En buena medida estaban equivocados. La prueba es que ante esta segunda ola de pandemias, que es tanto o más severa que la anterior, los gobiernos ya no se atreven a decretar el confinamiento absoluto como lo hicieron en la primavera. A estas alturas la gente tiene más miedo a la miseria y a los apremios económicos que al peligro de una enfermedad que, después de todo, termina por afectar a sectores sociales específicos pero escasamente a los grupos mayoritarios (la tasa de mortalidad generada por la covid en la población entre 18 y 35 años, por ejemplo, no es mayor a la que provoca el uso del automóvil o las drogas).

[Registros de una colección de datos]
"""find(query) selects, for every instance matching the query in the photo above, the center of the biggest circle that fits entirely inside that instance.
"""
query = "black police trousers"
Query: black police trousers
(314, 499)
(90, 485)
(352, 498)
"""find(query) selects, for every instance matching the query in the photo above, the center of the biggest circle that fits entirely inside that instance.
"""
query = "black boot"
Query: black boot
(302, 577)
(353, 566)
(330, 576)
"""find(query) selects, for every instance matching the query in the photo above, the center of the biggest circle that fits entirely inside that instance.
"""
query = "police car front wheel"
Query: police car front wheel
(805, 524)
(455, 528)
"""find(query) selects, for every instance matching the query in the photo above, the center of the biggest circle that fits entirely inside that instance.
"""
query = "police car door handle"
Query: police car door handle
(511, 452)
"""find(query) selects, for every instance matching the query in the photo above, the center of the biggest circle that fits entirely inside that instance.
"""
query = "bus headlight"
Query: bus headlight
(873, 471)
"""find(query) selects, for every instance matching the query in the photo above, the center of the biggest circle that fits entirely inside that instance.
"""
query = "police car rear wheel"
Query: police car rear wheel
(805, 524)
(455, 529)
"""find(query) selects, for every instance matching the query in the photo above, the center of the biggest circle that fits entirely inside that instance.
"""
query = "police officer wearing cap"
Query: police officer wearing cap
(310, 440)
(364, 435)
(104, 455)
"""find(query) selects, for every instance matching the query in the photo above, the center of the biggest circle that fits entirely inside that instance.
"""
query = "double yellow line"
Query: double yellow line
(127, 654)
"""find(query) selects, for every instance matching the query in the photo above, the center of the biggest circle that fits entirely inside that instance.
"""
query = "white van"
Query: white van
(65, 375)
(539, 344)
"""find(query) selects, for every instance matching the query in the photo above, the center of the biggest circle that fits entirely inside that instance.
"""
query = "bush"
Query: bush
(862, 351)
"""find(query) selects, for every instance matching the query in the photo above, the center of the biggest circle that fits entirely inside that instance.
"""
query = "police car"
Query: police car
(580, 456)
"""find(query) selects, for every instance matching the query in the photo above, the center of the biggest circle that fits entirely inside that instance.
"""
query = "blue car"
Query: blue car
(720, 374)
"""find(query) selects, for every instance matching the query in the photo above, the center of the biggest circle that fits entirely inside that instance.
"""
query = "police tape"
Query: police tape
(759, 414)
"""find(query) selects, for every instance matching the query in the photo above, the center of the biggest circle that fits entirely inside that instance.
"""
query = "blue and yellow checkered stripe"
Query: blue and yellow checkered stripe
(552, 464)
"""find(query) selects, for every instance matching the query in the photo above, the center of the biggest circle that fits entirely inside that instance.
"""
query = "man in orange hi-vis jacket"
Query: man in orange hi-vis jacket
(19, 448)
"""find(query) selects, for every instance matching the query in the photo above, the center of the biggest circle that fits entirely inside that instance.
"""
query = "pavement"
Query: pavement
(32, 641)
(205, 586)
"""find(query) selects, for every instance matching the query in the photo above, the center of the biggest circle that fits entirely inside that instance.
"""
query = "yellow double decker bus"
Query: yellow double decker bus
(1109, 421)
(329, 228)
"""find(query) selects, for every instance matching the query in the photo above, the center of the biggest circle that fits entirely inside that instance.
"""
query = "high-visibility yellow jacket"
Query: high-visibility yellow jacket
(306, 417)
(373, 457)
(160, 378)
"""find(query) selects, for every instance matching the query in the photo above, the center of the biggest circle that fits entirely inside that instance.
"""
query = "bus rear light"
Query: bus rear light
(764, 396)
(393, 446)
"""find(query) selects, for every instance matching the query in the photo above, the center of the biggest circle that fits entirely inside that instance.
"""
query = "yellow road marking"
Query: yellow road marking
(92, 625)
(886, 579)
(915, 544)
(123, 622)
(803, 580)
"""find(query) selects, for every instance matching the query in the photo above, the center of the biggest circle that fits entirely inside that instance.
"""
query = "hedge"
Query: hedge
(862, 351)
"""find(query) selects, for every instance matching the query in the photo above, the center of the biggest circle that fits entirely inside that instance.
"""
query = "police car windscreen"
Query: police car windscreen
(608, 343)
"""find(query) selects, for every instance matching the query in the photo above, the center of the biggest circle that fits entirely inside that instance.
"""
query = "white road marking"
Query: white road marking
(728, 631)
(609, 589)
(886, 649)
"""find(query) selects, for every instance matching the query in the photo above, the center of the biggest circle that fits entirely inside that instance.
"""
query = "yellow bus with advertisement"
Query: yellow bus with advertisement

§ Tareas a realizar
a. Indique si cada afirmación concuerda con el texto sobre la segunda ola de la pandemia: (i) la segunda ola es menos severa que la anterior; (ii) los gobiernos decretaron el confinamiento absoluto en la primavera; (iii) la gente teme ahora más a la enfermedad que a la miseria. Responda sí o no y cite las palabras del texto que lo deciden.
b. Enumere todas las causas de mortalidad que se nombran en el texto sobre la segunda ola de la pandemia.
c. Responda a partir del texto sobre la segunda ola de la pandemia:
(i) ¿En qué estación del año se decretó el confinamiento absoluto?
(ii) ¿Qué franja de edad se indica para la tasa de mortalidad de la covid?
(iii) ¿A qué grupos afecta escasamente la enfermedad?

§ Respuestas a los problemas
a.
(i) No: "que es tanto o más severa que la anterior".
(ii) Sí: "como lo hicieron en la primavera".
(iii) No: "la gente tiene más miedo a la miseria y a los apremios económicos que al peligro de una enfermedad".

b. La covid, el uso del automóvil y las drogas.

c.
(i) En la primavera.
(ii) Entre 18 y 35 años.
(iii) A los grupos mayoritarios.